▶ _Passage provided_
···

How to recover "dead" disk drives (sometimes).

dos2unix · Apr 28, 2026

Warning: This is mostly for advanced users. Yes, some of these commands can fix a broken drive. On the other hand, some of these
commands can break a fixed drive. I'm not responsible for broken drives, run at your own risk. There is no recovery from running some of these commands the wrong way, on the wrong device. - Moderators: If this is too dangerous, delete it.

sgdisk

Part of the gdisk package, sgdisk is the scriptable command-line version of GPT fdisk. Where fdisk gets confused or corrupted by GPT weirdness, sgdisk speaks native GPT.

Print partition table, non-destructive, always start here:

Code:

sgdisk -p /dev/sdX

Verify GPT integrity:

Code:

sgdisk --verify /dev/sdX

Backup the partition table to a file, do this before anything else:

Code:

sgdisk --backup=/root/sdX_partition_table.bak /dev/sdX

Restore from backup:

Code:

sgdisk --load-backup=/root/sdX_partition_table.bak /dev/sdX

Attempt to recover a damaged GPT, rebuilds from secondary GPT header:

Code:

sgdisk -e /dev/sdX

Move secondary GPT to end of disk, useful after a resize:

Code:

sgdisk -e /dev/sdX

Zap everything, the nuclear option:

Code:

sgdisk --zap-all /dev/sdX

Clone partition table from one disk to another, then randomize GUIDs on the target:

Code:

sgdisk --replicate=/dev/sdY /dev/sdX

Code:

sgdisk --randomize-guids /dev/sdY

When it saves you: corrupted primary GPT header but secondary GPT is intact, misaligned partition tables after a sector-size change like 512e to 4Kn, partition table lost after a dd mishap.

hdparm

The Swiss Army knife for ATA/SATA drives. Less relevant for NVMe, use nvme-cli there, but still essential for spinning rust and older SSDs.

Drive identity, model, firmware, supported features:

Code:

hdparm -I /dev/sdX

Read speed benchmark, bypasses page cache:

Code:

hdparm -tT /dev/sdX

Check power state:

Code:

hdparm -C /dev/sdX

Check APM level:

Code:

hdparm -B /dev/sdX

Set APM to maximum performance, 255 disables APM entirely:

Code:

hdparm -B 255 /dev/sdX

Disable spindown:

Code:

hdparm -S 0 /dev/sdX

Disable power-up-in-standby:

Code:

hdparm -s 0 /dev/sdX

Check ATA security lock status:

Code:

hdparm -I /dev/sdX | grep -i security

Unlock a locked drive:

Code:

hdparm --security-unlock PASSWORD /dev/sdX

Disable ATA security entirely:

Code:

hdparm --security-disable PASSWORD /dev/sdX

If the drive shows frozen, suspend the machine to RAM, then bring it back. That clears the frozen bit without a full power cycle on some systems, then retry the unlock.

···

Extend the guide above on recovering dead disk drives, picking up right after its final sentence.

▶ _Exercise data_
···

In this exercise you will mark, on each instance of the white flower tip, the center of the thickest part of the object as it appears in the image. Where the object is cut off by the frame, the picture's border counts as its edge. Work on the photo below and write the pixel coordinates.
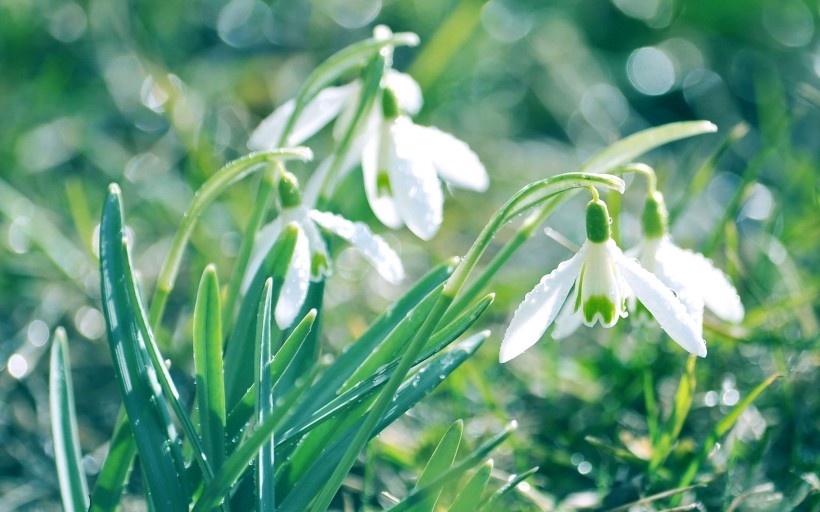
(406, 38)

···

▶ _Task output_
ATA Secure Erase, useful for restoring write performance on a degraded SSD:

Code:

hdparm --user-master u --security-set-pass TEMPPASS /dev/sdX

Code:

hdparm --user-master u --security-erase TEMPPASS /dev/sdX

This resets all NAND cells to erased state and can recover dramatically degraded SSD write performance.

Imaging First, Always

Before doing anything else, get an image off the drive if it is still readable at all. ddrescue is the king here.

Pass 1, fast pass, get what you can:

Code:

ddrescue -d -r0 /dev/sdX /mnt/rescue/image.img /mnt/rescue/image.map

Pass 2, retry bad sectors up to 3 times:

Code:

ddrescue -d -r3 /dev/sdX /mnt/rescue/image.img /mnt/rescue/image.map

Pass 3, scrape mode, reads individual sectors around bad spots:

Code:

ddrescue -d -r3 -R /dev/sdX /mnt/rescue/image.img /mnt/rescue/image.map

The mapfile is critical. It lets you resume interrupted rescues. Never skip it. dd_rescue (the older, separate tool, note the underscore) and dcfldd are alternatives but GNU ddrescue handles failing drives better because of that mapfile resume capability.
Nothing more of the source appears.